--- Excerpt provided ---
Posts Tagged selling

Going Back to the Woodlot to Find Success

I cut a lot of firewood when I was a kid. Well, I didn’t actually do the cutting. Because I was too young and clumsy to handle the chainsaw, my job was to carry logs to the truck. These logs ranged in weight from those I could carry with one hand and toss into the truck from a few feet away to those that I rolled to the truck and tried to coax in without smashing my toes. None of them were labeled with their weight, so I didn’t always know if I was strong enough to move the log in front of me, but I always had to try. A scowling father with a revved-up chainsaw cast a pretty large shadow over any self-pity I could muster.

I don’t move logs any more. I move weights around the gym, and they are all marked, so I can stay in my comfort zone. While clearly marked weights are obviously a necessity in the gym, I’ve recently noticed that the convenience of knowing the weight also makes complacency very convenient too. I know what I can lift, so I lift that. When I was lifting logs, I didn’t know what I could lift without trying. In the woodlots, I pushed myself out of necessity. In the gym, I don’t have to push myself, unless I really want to.

I discovered this on a machine designed to work upper back muscles. Someone left the machine without unloading their weights, which is a huge pet peeve of mine, unless, of course, they leave the machine with the exact weight I want. Usually, that doesn’t happen though, and it didn’t happen the other day on that machine. Whoever was there before me left ten more pounds than I wanted on each side. After swearing at the unidentified offender under my breath, I started to take off the extra weight, but then caught myself. Maybe it was time for me to challenge myself with a little extra weight. Maybe God had put on his strength coach hat and wanted me to push myself.
--- Data for this task ---
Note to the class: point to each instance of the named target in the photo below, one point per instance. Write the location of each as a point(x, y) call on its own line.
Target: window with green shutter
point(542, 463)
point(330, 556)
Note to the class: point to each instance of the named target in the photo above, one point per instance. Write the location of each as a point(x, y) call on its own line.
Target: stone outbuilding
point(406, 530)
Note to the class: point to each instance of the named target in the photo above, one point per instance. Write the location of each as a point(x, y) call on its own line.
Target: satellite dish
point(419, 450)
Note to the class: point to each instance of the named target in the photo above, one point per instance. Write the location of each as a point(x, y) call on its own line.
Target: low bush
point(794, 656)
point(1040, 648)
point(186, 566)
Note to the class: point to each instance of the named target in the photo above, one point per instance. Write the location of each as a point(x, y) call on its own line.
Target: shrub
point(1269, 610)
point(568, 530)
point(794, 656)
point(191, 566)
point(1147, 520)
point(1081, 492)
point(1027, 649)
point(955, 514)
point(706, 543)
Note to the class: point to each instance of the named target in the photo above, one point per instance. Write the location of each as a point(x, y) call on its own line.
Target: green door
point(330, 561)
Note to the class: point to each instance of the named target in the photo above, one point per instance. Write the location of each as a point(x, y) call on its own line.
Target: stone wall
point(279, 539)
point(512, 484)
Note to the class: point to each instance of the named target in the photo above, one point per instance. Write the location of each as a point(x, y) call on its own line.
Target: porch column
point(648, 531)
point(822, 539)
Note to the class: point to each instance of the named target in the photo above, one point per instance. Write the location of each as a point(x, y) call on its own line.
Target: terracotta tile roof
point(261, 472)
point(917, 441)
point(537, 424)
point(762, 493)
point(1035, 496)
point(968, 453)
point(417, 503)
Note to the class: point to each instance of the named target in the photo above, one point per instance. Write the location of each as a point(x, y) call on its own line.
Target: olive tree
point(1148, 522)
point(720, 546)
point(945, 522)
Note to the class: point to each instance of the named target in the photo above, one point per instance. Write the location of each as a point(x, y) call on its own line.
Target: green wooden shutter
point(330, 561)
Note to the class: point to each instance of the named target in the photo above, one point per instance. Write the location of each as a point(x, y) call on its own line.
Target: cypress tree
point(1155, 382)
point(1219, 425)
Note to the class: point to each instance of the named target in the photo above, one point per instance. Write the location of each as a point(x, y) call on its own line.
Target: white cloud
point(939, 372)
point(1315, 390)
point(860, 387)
---
- [Aim 1] In the post about going back to the woodlot, shorten the paragraph beginning "I don't move logs any more" while keeping its main facts.
- [Aim 2] Return every line of the entries that contains the word "green". Case counts.

- [Final answer 1] I no longer move logs. Instead I move weights at the gym, where every weight is marked, so I can stay in my comfort zone. Marked weights are necessary, but knowing the weight also makes complacency easy: I lift what I know I can. With logs, I couldn't know what I could lift without trying. In the woodlot I pushed myself out of necessity, but in the gym I push myself only if I really want to.

- [Final answer 2]
Target: window with green shutter
Target: green door
Target: green wooden shutter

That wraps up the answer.